TASK INSTRUCTIONS:
Copy every line of the items below word for word, changing nothing and adding nothing.
━━━━━━
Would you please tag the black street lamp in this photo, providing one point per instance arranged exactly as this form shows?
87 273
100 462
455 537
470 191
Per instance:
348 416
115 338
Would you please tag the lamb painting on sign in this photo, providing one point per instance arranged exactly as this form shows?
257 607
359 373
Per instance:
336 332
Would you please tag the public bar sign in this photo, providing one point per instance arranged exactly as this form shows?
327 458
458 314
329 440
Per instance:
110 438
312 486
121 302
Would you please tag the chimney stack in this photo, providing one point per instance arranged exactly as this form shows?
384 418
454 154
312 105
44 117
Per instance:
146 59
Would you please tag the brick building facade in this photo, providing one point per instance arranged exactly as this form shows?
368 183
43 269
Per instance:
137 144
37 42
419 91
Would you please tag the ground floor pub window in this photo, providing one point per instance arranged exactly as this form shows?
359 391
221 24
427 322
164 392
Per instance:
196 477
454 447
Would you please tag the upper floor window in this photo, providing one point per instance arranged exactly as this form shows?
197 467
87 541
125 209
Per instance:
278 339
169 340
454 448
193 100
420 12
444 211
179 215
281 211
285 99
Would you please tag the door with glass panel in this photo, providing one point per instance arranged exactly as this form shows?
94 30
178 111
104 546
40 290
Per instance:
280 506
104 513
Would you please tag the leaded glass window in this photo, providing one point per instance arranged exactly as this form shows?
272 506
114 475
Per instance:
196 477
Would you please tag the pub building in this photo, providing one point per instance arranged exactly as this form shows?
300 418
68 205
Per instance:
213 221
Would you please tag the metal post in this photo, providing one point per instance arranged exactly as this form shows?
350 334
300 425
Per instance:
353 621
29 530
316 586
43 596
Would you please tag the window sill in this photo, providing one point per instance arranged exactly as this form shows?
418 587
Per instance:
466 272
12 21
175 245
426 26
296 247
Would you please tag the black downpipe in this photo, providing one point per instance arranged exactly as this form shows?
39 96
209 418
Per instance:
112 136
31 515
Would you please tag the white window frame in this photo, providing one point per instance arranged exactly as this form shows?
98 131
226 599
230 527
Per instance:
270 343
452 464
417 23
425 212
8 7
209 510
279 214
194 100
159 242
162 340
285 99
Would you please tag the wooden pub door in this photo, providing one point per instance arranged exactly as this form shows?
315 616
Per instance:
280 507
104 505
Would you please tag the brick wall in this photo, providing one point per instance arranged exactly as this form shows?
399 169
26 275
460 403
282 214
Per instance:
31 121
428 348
━━━━━━
EXERCISE OUTPUT:
Would you please tag the black street lamp in this photo, providing one point per instance arranged exactly as this form shows?
87 273
100 462
455 537
470 191
Per instance:
348 416
115 338
Would you please tag the lamb painting on sign in this photo, providing one point per instance arranged exactly as this form shows?
257 607
359 373
Per instance:
336 332
Would you please tag the public bar sign in this photo, providing one point per instance arranged exactly as this form shows?
327 458
458 314
329 440
Per instance:
110 438
312 486
121 302
Would you please tag the chimney stack in this photo, providing one point per instance arranged exactly as this form shows?
384 418
454 154
312 105
44 117
Per instance:
146 59
Would you please tag the brick building facade in this photo, providing one point per instance arranged exactly as this form shows?
368 183
43 269
Per instance:
137 144
37 42
419 91
Would you please tag the ground floor pub window in this photo, providing one point per instance arranged exactly as this form shows?
359 391
221 24
427 322
164 392
Per instance:
196 477
454 447
Would you please tag the upper floor window in this photo, providing one point per instance arranged exactly as this form shows?
197 467
87 541
125 209
Per instance:
278 339
169 340
454 448
193 100
420 12
444 211
179 215
281 211
285 99
Would you please tag the door with glass panel in this photo, providing one point per instance arranged exactly as this form shows?
94 30
178 111
104 546
40 290
Per instance:
280 506
104 513
Would you please tag the leaded glass window in this photo, providing one point per instance arranged exactly as this form shows?
272 506
114 475
Per instance:
196 477
Would you please tag the pub building in this photo, providing one point per instance arranged exactly as this form shows?
300 418
68 205
Per instance:
213 221
Would you please tag the metal post in this photo, providing one point per instance arranged exactly as this form shows?
350 334
300 425
Per instance:
353 621
29 530
316 586
43 596
Would you please tag the window sill in this photo, providing one point per instance arranged exactly as this form shows?
418 587
Per instance:
466 272
12 21
175 245
426 26
296 247
Would you please tag the black downpipe in this photo, providing one point per instance arranged exactly as this form shows?
39 96
209 418
Per instance:
112 136
31 515
Would you please tag the white window frame in this photo, providing one point per instance arranged exactly as this form shows?
98 131
226 599
230 527
Per instance:
270 343
452 464
417 23
425 212
8 7
209 510
279 214
194 100
159 242
162 340
285 99
Would you please tag the wooden pub door in this photo, providing one point per instance arranged exactly as this form shows?
315 616
Per instance:
280 507
104 505
Would you please tag the brick wall in this photo, providing one point per instance arranged exactly as this form shows?
399 169
26 275
460 403
282 214
Per instance:
31 121
428 348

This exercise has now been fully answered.